= Given entries =
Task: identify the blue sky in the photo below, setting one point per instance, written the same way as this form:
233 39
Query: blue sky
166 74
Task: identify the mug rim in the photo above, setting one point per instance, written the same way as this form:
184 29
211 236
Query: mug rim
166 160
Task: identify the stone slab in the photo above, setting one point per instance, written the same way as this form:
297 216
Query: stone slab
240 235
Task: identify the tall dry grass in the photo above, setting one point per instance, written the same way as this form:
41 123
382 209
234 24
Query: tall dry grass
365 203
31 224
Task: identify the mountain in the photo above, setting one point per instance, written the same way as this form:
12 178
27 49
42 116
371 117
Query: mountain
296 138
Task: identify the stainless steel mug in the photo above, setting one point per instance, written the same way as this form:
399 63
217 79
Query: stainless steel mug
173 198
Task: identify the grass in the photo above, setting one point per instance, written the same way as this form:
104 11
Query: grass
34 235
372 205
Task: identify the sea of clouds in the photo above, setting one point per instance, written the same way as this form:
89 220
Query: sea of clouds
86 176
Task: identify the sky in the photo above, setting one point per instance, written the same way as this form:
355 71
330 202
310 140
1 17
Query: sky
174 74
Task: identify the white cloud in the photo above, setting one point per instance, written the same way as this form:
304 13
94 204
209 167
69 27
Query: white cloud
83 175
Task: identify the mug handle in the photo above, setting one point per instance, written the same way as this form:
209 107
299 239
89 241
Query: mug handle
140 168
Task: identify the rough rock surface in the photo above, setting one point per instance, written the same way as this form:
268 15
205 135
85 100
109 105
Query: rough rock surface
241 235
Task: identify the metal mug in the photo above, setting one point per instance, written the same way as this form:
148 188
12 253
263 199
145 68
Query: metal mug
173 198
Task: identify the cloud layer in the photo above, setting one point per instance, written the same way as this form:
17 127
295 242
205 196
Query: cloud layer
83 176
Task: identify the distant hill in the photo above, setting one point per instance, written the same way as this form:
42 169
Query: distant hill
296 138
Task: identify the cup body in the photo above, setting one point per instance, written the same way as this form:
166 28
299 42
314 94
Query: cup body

= Task to carry out =
A verbatim copy of the listing is needed.

= Response to this exercise =
Task: identify the blue sky in the photo below, setting one point per instance, written the same way as this form:
233 39
Query: blue sky
166 74
Task: identify the mug rim in the photo above, setting one point per instance, written the same way as this form:
184 29
211 236
Query: mug rim
166 160
Task: identify the stone slab in the photo above, setting one point per instance, written the same way as this form:
297 216
Query: stone slab
240 235
Task: identify the tall dry grass in the photo above, setting one point per instance, written the same way as this form:
41 123
382 209
234 24
Query: tall dry grass
365 203
31 224
Task: identify the mountain in the photo above, setting one point per instance, written the same way as this form:
12 178
27 49
42 116
371 117
Query: mountain
296 138
Task: identify the stainless steel mug in the photo above, setting one point per instance, written the same way as this form:
399 63
217 79
Query: stainless steel mug
173 198
Task: identify the grass in the photo above, setting one point per instance, written the same way as this form:
104 11
Query: grass
34 235
372 205
Task: identify the sea of clouds in the photo above, setting one point per instance, written the same way as this form:
89 220
Query: sea of clouds
86 176
Task: identify the sky in the photo above, setting one point per instance, written the same way as this form:
355 71
330 202
310 140
1 17
Query: sky
174 74
Task: identify the white cloud in the photo above, setting one point per instance, written the same way as this form:
304 13
94 204
209 167
69 27
Query: white cloud
83 175
Task: identify the mug handle in the photo above, setting one point per instance, written the same way as this form:
209 107
299 239
89 241
Query: mug handle
140 168
Task: identify the rough rock surface in the photo above, setting one point per instance, written the same way as this form:
268 15
205 135
85 100
109 105
Query: rough rock surface
241 235
Task: identify the metal mug in the photo above, setting one point per instance, written the same way as this form:
148 188
12 253
263 199
145 68
Query: metal mug
173 198
Task: identify the cloud layer in the photo above, setting one point per instance, written the same way as this form:
17 127
295 242
205 196
Query: cloud layer
83 176
Task: identify the distant hill in the photo above, setting one point per instance, written the same way as this form:
42 169
Query: distant hill
296 138
Task: identify the cup body in the photo above, setting one point per instance, written the same way as this form:
166 28
299 42
314 94
Query: cup body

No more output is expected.